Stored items

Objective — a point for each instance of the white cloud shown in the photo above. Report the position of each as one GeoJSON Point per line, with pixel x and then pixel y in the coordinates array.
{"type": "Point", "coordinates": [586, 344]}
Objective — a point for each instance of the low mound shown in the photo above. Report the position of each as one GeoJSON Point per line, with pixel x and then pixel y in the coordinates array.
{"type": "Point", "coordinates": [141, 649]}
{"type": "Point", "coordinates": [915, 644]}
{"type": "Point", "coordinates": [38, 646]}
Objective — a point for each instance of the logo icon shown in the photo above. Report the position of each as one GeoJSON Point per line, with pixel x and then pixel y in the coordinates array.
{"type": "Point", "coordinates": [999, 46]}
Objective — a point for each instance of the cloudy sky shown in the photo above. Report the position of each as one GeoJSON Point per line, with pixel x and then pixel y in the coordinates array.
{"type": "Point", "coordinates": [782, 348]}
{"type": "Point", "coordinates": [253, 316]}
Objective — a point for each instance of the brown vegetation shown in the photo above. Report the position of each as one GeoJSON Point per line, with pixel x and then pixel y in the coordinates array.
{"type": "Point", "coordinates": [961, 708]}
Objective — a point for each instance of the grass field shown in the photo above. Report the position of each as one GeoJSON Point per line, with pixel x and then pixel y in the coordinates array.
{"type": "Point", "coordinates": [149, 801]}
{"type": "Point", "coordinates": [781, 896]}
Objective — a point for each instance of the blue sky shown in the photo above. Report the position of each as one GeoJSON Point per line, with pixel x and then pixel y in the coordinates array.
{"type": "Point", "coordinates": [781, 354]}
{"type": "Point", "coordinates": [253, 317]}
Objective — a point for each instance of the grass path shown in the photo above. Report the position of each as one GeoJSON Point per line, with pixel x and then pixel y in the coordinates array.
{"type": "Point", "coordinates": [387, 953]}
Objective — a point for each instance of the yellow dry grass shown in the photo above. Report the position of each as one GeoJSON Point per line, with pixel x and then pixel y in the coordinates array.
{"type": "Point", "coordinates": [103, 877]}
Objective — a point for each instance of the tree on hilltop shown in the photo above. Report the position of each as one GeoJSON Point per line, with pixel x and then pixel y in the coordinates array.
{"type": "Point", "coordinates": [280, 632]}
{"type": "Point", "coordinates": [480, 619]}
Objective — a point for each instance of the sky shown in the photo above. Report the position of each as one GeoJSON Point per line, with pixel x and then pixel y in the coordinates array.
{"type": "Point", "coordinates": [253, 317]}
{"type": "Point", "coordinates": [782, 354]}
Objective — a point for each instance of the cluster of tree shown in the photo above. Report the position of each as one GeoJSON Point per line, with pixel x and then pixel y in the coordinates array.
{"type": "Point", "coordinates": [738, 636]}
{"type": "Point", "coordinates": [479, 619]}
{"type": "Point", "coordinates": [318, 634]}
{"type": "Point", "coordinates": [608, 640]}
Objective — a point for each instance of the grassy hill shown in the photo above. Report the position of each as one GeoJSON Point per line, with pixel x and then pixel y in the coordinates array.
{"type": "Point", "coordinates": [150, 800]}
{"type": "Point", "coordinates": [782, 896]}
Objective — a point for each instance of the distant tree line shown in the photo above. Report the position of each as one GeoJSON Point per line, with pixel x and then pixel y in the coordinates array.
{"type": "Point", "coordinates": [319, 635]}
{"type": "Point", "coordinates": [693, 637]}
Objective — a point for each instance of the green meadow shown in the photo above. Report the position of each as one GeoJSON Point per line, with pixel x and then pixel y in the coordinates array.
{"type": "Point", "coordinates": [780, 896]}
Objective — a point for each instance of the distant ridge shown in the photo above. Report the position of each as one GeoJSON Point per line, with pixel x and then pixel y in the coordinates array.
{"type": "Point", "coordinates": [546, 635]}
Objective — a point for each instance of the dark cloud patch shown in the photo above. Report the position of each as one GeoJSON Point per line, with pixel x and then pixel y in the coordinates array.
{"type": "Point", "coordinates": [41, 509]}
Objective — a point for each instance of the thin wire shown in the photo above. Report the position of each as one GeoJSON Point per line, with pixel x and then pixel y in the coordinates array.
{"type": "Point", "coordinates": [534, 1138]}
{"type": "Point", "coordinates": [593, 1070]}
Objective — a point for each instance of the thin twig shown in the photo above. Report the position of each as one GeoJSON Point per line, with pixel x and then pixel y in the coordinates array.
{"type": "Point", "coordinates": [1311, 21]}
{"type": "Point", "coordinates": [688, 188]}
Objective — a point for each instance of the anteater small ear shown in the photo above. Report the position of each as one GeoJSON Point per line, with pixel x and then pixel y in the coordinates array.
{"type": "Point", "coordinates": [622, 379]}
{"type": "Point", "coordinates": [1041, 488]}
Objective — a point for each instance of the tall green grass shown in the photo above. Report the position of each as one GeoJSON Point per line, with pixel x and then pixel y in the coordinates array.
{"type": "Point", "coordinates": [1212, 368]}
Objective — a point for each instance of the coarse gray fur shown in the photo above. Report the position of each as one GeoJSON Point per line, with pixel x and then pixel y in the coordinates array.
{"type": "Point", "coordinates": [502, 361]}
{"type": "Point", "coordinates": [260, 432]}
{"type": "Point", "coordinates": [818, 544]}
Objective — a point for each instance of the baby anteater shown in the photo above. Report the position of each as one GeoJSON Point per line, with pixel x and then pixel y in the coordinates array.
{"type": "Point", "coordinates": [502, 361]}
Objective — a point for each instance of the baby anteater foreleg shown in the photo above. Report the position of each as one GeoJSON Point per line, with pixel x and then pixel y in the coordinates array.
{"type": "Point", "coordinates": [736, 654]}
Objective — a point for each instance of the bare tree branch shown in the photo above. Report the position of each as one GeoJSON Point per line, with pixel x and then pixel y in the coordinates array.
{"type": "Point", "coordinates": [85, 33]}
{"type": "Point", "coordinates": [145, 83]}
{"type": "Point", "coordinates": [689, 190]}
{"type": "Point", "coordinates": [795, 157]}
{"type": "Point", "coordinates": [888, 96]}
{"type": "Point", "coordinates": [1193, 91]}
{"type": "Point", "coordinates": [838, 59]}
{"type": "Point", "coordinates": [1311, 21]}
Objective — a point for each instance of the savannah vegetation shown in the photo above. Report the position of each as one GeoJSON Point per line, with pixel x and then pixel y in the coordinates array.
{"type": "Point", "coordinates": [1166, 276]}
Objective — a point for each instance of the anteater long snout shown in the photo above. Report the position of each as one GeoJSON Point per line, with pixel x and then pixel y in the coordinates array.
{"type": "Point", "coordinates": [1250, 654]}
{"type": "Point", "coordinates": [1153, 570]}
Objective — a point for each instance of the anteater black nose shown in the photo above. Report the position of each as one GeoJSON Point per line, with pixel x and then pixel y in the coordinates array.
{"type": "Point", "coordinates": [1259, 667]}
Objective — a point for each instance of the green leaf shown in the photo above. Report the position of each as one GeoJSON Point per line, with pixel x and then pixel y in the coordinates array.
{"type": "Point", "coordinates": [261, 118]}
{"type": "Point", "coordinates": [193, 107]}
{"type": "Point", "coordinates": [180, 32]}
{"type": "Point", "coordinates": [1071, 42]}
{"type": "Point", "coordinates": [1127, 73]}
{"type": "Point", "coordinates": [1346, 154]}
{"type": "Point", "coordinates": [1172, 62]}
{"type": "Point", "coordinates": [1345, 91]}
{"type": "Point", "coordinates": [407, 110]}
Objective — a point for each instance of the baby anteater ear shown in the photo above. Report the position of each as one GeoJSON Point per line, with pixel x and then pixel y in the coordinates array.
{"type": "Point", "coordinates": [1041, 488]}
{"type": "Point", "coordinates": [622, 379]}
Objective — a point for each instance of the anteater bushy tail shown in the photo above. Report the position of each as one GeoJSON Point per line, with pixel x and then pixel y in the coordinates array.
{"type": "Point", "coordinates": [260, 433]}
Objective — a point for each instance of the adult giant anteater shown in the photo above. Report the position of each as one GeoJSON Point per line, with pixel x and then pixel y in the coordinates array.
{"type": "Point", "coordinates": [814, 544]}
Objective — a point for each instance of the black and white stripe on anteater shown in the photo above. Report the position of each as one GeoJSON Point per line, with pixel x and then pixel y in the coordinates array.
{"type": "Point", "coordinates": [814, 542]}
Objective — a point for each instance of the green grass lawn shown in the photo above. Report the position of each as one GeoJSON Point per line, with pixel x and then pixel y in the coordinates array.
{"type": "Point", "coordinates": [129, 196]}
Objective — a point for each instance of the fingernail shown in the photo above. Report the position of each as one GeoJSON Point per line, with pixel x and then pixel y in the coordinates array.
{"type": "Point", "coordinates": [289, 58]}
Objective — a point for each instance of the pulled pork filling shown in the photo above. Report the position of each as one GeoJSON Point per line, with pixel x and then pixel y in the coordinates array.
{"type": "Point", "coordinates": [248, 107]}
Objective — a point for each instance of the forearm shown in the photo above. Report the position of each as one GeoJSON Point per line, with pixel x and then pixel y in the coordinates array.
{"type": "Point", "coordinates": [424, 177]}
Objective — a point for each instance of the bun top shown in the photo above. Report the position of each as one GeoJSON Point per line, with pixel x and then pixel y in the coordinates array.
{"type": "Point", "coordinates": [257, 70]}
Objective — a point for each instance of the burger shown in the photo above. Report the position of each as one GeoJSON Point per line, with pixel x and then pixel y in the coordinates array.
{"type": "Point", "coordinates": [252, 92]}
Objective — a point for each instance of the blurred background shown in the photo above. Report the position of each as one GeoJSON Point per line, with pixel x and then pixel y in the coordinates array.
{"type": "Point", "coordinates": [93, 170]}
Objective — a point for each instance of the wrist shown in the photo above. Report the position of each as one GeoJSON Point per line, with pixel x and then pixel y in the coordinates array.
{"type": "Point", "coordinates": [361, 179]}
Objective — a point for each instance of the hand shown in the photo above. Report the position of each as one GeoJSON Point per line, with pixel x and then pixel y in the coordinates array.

_What is required_
Retype the items verbatim, starting at the line that contains "Objective — a point for each instance of the wrist" and ending at the last line of the items, with both of those lines included.

_Solution_
Objective — a point for each instance of the wrist shown in the photo above. Report the position of each as one GeoJSON Point per line, with pixel x and then pixel y in the coordinates array.
{"type": "Point", "coordinates": [361, 179]}
Objective — a point for each instance of the hand shown in the photo above. Report the position of each as one GeoJSON Point per line, with pixel x and then pixel y in the coordinates array.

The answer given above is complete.